━━━ Data for this task

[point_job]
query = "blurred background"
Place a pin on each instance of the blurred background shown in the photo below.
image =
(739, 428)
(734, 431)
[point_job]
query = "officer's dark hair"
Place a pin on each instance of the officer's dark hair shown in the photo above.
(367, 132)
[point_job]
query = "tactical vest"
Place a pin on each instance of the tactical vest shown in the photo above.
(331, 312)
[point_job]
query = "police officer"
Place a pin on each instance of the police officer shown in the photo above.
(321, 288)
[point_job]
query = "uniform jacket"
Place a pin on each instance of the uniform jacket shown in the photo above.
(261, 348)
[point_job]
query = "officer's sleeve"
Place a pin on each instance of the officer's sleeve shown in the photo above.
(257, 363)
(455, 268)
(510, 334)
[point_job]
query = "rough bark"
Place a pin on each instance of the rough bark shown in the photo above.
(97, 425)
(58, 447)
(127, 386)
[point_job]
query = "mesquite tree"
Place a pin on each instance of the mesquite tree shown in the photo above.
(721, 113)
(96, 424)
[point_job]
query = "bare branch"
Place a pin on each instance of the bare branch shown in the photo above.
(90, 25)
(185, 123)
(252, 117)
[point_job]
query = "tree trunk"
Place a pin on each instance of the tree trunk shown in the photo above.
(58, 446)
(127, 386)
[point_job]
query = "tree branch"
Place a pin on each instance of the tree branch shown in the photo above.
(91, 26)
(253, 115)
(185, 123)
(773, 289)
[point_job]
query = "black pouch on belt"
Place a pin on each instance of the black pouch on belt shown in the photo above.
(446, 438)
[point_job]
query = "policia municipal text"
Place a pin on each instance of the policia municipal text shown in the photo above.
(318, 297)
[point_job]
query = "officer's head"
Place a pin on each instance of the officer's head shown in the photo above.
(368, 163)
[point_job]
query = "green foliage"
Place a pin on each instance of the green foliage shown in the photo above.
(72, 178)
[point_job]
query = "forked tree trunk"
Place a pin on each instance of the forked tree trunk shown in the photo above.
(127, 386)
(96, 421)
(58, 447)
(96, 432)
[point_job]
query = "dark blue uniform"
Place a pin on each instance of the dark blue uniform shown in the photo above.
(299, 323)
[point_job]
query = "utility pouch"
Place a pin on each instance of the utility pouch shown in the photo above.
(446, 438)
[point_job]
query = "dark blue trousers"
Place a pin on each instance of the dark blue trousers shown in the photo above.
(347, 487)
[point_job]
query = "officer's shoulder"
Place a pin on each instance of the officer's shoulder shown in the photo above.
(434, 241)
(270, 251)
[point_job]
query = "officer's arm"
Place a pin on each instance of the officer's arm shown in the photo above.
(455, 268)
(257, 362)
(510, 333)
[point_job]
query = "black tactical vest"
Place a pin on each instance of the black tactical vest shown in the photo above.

━━━━━━

▸ Assignment
Once the listing above has been read, restate it exactly.

▸ Answer to this task
[point_job]
query = "blurred background"
Place a pin on each instance of the blurred background shown in the photo below.
image =
(739, 428)
(734, 431)
[point_job]
query = "officer's dark hair"
Place a pin on each instance of the officer's dark hair shown in the photo above.
(367, 132)
[point_job]
query = "tactical vest"
Place a pin on each instance of the tactical vest shown in the photo above.
(331, 312)
[point_job]
query = "police officer"
Place a pin on each instance of the police officer shown in the photo above.
(321, 288)
[point_job]
query = "uniform jacket"
Place a pin on each instance of the uniform jacket shown in the photo above.
(261, 348)
[point_job]
query = "officer's sleeve"
Place a pin on each instance of the officer's sleeve shown in the photo above.
(257, 363)
(455, 268)
(510, 334)
[point_job]
query = "rough bark"
Place a pin on each instance of the rough bark shown in the photo above.
(97, 425)
(58, 447)
(127, 386)
[point_job]
query = "mesquite tree"
Place a pin on each instance of the mesquite tree shown in the photo above.
(721, 113)
(96, 424)
[point_job]
query = "bare branch"
Place a pin on each instance of the bare branch shown in the photo above.
(90, 25)
(185, 123)
(252, 117)
[point_job]
query = "tree trunk"
Place a pin on each instance of the tree trunk shown in the photo above.
(58, 446)
(127, 386)
[point_job]
query = "tree branch"
Place a pin on each instance of the tree branch shown in the photo above.
(91, 26)
(253, 115)
(185, 123)
(773, 289)
[point_job]
query = "black pouch on belt"
Place a pin on each instance of the black pouch on belt shown in the photo above.
(446, 438)
[point_job]
query = "policia municipal text"
Place a pin on each instance of the policia municipal text shown in the photo above.
(318, 297)
[point_job]
query = "officer's head"
Place a pin on each instance of the officer's head shown in the photo above.
(368, 163)
[point_job]
query = "green foliage"
Place a pin on each instance of the green foliage shown in the photo above.
(72, 178)
[point_job]
query = "forked tree trunk"
Place a pin on each instance of the forked tree trunk shown in the photo above.
(127, 386)
(96, 421)
(58, 447)
(96, 432)
[point_job]
query = "dark blue uniform"
Place a pin on each instance of the dark blue uniform shown in the photo above.
(299, 323)
[point_job]
query = "utility pouch"
Place a pin on each instance of the utility pouch shown in the photo above.
(446, 438)
[point_job]
query = "dark blue trousers"
Place a pin on each instance of the dark blue trousers shown in the photo above.
(347, 487)
[point_job]
query = "officer's shoulder"
Place a pin on each instance of the officer's shoulder shown in the photo above.
(434, 241)
(270, 251)
[point_job]
query = "officer's arm"
Place a pin on each instance of the officer's arm shown in the photo above.
(455, 268)
(257, 362)
(510, 333)
[point_job]
query = "black tactical vest"
Place a pin on each instance of the black tactical vest shown in the photo above.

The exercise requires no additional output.